WORK REQUEST: Give back exactly the lines of the material below, starting with the line with "One marker per instance of the coiled" and going on through the line with "One marker per instance of the green".

DATA EXTRACTS:
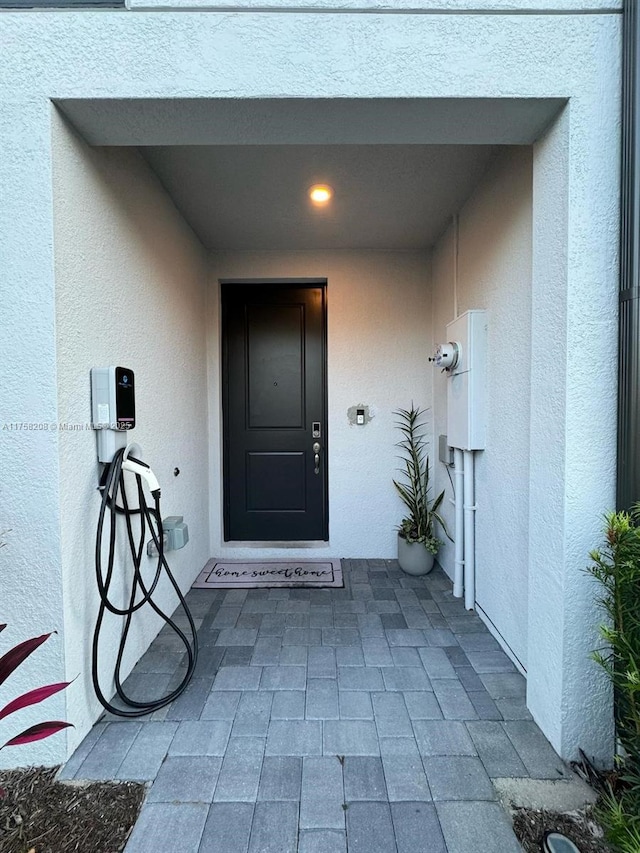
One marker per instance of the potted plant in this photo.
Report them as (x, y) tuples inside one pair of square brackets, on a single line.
[(417, 540)]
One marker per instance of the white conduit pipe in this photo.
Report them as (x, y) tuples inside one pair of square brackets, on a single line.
[(469, 532), (458, 578)]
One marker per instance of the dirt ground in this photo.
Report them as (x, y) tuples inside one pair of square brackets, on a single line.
[(40, 815), (530, 826)]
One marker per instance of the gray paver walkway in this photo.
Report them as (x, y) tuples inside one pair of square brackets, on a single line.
[(370, 718)]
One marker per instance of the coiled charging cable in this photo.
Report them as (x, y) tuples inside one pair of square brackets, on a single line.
[(113, 485)]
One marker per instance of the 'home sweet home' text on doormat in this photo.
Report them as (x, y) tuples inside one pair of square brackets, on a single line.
[(254, 574)]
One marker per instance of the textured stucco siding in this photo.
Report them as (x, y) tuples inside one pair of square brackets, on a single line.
[(130, 290), (494, 273), (378, 339), (164, 54)]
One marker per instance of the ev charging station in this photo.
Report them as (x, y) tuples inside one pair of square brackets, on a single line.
[(126, 511)]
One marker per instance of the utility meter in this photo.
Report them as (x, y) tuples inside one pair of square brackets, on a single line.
[(447, 355)]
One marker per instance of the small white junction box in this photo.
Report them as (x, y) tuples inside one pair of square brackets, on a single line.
[(467, 382)]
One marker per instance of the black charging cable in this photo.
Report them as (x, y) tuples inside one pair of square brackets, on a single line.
[(141, 593)]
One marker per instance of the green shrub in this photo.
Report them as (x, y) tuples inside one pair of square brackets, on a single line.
[(617, 567)]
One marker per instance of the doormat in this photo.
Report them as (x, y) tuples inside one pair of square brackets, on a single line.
[(269, 574)]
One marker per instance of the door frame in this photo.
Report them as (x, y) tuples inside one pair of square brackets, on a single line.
[(285, 282)]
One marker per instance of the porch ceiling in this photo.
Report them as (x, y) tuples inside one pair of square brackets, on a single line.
[(238, 169), (255, 197)]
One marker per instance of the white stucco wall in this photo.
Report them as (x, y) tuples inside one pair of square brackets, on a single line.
[(494, 273), (130, 290), (304, 54), (378, 338)]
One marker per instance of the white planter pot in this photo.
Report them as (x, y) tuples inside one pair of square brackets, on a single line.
[(414, 558)]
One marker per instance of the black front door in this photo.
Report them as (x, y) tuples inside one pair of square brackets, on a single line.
[(274, 403)]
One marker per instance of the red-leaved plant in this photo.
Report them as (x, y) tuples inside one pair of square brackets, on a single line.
[(9, 662)]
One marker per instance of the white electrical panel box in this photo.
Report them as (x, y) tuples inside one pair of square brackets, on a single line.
[(466, 384)]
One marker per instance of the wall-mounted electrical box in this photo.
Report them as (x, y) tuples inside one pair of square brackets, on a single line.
[(466, 385), (445, 451)]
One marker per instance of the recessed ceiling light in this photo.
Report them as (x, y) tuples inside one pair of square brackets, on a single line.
[(320, 193)]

RESULT OF THE EXERCISE:
One marker per instance of the coiled charging cable in this photo.
Report them as (x, y) tuples inside one pair of square brackets, on a single line.
[(113, 485)]
One marker per instance of the 'home sweet home' text on doormat in this photo.
Report them as (x, y) tuples inside one pair of square brackets, on a single line.
[(254, 574)]
One marker per instance of the textured stucco siding in this photo.
Report them as (x, y) tuples inside one pair of square brackets, on a single line.
[(130, 290), (494, 273), (378, 339), (164, 54)]
One marker per instance of the ev charging station in this photo.
Report them as (x, y) tuples inside one pair of square brackets, on a single line.
[(126, 511)]
One marker per instance of the utility meter in this photo.
Report them as (x, y) tuples inside one pair of square brackets, on a single line.
[(447, 355)]
One marker per instance of the small white junction box in this photo.
Report them as (x, y) tuples inside one pair of square brackets, on a single line.
[(467, 382)]
One marker per instance of the black charging cable in this photo.
Report them as (x, y) tuples inside one pair of square brackets, on a single line.
[(141, 593)]
One marker per instance of the green shrub in this photo.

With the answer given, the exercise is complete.